━━━ Selected excerpt ━━━

Because earth is a naturally created planet , while SS is not? 

Would you scale the afterlife of dragonball z to earth because it has clouds, and king kai has his own mini earth?

Reactions: Funny 1


----------



## Regicide (Oct 25, 2017)

Dr. White said:


> The weirdness of it being a supernatural afterlife dimension... it's not subject to all the same laws that earth would be hence why they can have floating castles


As I keep reiterating, the royal palace _is an artificial construct_. It has absolutely no relevance or significance to the grander setting, because it was built and put there by people. It's not a natural phenomenon.


Dr. White said:


> and the matter that makes up the place can be used to do shit like make ice dragons and steel cutting rose petals...


Except the matter that makes up the place _can't_ do that. The matter in Soul Society functions as matter unless someone who explicitly has the ability to break it down and convert it into energy.. converts it into energy.


Dr. White said:


> Because earth is a naturally created planet , while SS is not?


You realize that Earth and Soul Society literally have the same origin, yes?


----------



## DarkTorrent (Oct 25, 2017)

Regicide said:


> There hasn't been any extensive discussion as to what the consequences of that are, though.



perhaps it's time to have an extensive discussion on this matter

since it can lead to putting the question of SS size finally to rest


----------



## TYPE-Rey (Oct 25, 2017)

Keishin said:


> The problem with your statement is that Yhwach is 100% confirmed planet buster, he just has to kill himself first


Ok. I obviously wasted all my time trying to explain shit here... 
My fault really. You can talk to a wall, but the wall won't listen....

Reactions: Agree 1


----------



## Dr. White (Oct 25, 2017)

Regicide said:


> As I keep reiterating, the royal palace _is an artificial construct_. It has absolutely no relevance or significance to the grander setting, because it was built and put there by people. It's not a natural phenomenon.
> Except the matter that makes up the place _can't_ do that. The matter in Soul Society functions as matter unless someone who explicitly has the ability to break it down and convert it into energy.. converts it into energy.
> You realize that Earth and Soul Society literally have the same origin, yes?


Yes but the fact that it exist as a floating structure in the air is an inherent oddity.

Bruh what do you mean? Reishi is clearly different than regular matter, both which can be broken down into energy but can you make an ice dragon with regular matter converted to energy? It's inherently different than the matter that makes up earth... lest people could do the same with natural matter instead of spirit matter.

━━━

Given request 1: In the forum thread, what does Regicide say the royal palace is?

━━━ Information supplied ━━━

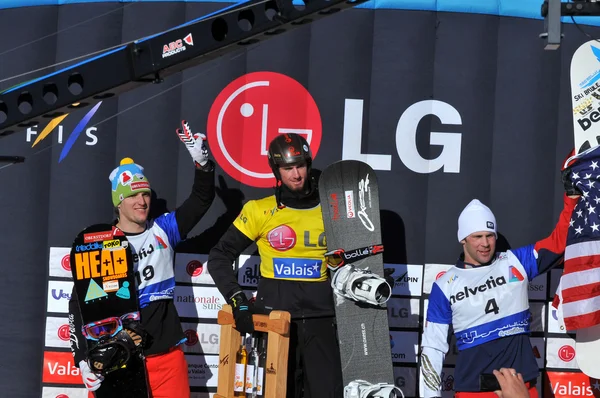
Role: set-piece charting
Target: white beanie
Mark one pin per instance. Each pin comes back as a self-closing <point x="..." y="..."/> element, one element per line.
<point x="476" y="217"/>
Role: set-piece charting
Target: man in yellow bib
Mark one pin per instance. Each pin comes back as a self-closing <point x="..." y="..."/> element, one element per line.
<point x="288" y="230"/>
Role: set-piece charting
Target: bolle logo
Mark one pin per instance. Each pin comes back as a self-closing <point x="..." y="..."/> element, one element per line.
<point x="74" y="134"/>
<point x="66" y="262"/>
<point x="192" y="337"/>
<point x="282" y="238"/>
<point x="263" y="105"/>
<point x="467" y="292"/>
<point x="194" y="268"/>
<point x="63" y="333"/>
<point x="334" y="206"/>
<point x="297" y="268"/>
<point x="349" y="197"/>
<point x="60" y="295"/>
<point x="566" y="353"/>
<point x="406" y="138"/>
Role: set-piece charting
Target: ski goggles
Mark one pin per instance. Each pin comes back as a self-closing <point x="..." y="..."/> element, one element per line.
<point x="337" y="258"/>
<point x="108" y="327"/>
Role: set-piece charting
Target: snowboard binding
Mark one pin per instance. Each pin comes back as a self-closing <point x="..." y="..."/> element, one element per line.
<point x="364" y="389"/>
<point x="361" y="285"/>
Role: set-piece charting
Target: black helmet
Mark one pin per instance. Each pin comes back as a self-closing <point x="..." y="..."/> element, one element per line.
<point x="288" y="150"/>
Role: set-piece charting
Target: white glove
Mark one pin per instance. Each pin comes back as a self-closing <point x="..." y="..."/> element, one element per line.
<point x="195" y="143"/>
<point x="91" y="380"/>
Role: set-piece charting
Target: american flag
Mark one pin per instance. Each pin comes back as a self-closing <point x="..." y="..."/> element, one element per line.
<point x="579" y="287"/>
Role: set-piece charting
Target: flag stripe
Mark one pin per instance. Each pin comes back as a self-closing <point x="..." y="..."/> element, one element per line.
<point x="582" y="321"/>
<point x="581" y="292"/>
<point x="575" y="279"/>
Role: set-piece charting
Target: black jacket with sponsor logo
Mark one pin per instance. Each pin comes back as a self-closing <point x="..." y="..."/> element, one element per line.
<point x="159" y="318"/>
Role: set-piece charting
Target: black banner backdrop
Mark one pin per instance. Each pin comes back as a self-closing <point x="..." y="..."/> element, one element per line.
<point x="475" y="94"/>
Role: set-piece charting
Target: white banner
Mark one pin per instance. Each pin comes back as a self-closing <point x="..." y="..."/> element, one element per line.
<point x="59" y="263"/>
<point x="405" y="346"/>
<point x="560" y="353"/>
<point x="203" y="370"/>
<point x="57" y="332"/>
<point x="403" y="312"/>
<point x="198" y="302"/>
<point x="537" y="287"/>
<point x="201" y="338"/>
<point x="408" y="279"/>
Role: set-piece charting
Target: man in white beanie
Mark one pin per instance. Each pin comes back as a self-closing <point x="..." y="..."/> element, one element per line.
<point x="485" y="299"/>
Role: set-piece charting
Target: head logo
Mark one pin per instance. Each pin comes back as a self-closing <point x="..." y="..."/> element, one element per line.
<point x="66" y="262"/>
<point x="192" y="337"/>
<point x="566" y="353"/>
<point x="282" y="238"/>
<point x="260" y="105"/>
<point x="194" y="268"/>
<point x="63" y="333"/>
<point x="74" y="135"/>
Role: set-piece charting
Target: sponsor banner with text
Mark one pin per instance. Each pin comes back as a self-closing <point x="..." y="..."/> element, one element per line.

━━━

Given request 2: Extract every line of the records that contains the word "beanie". Case counts.

Result 1: An artificial construct.

Result 2:
Target: white beanie
Target: man in white beanie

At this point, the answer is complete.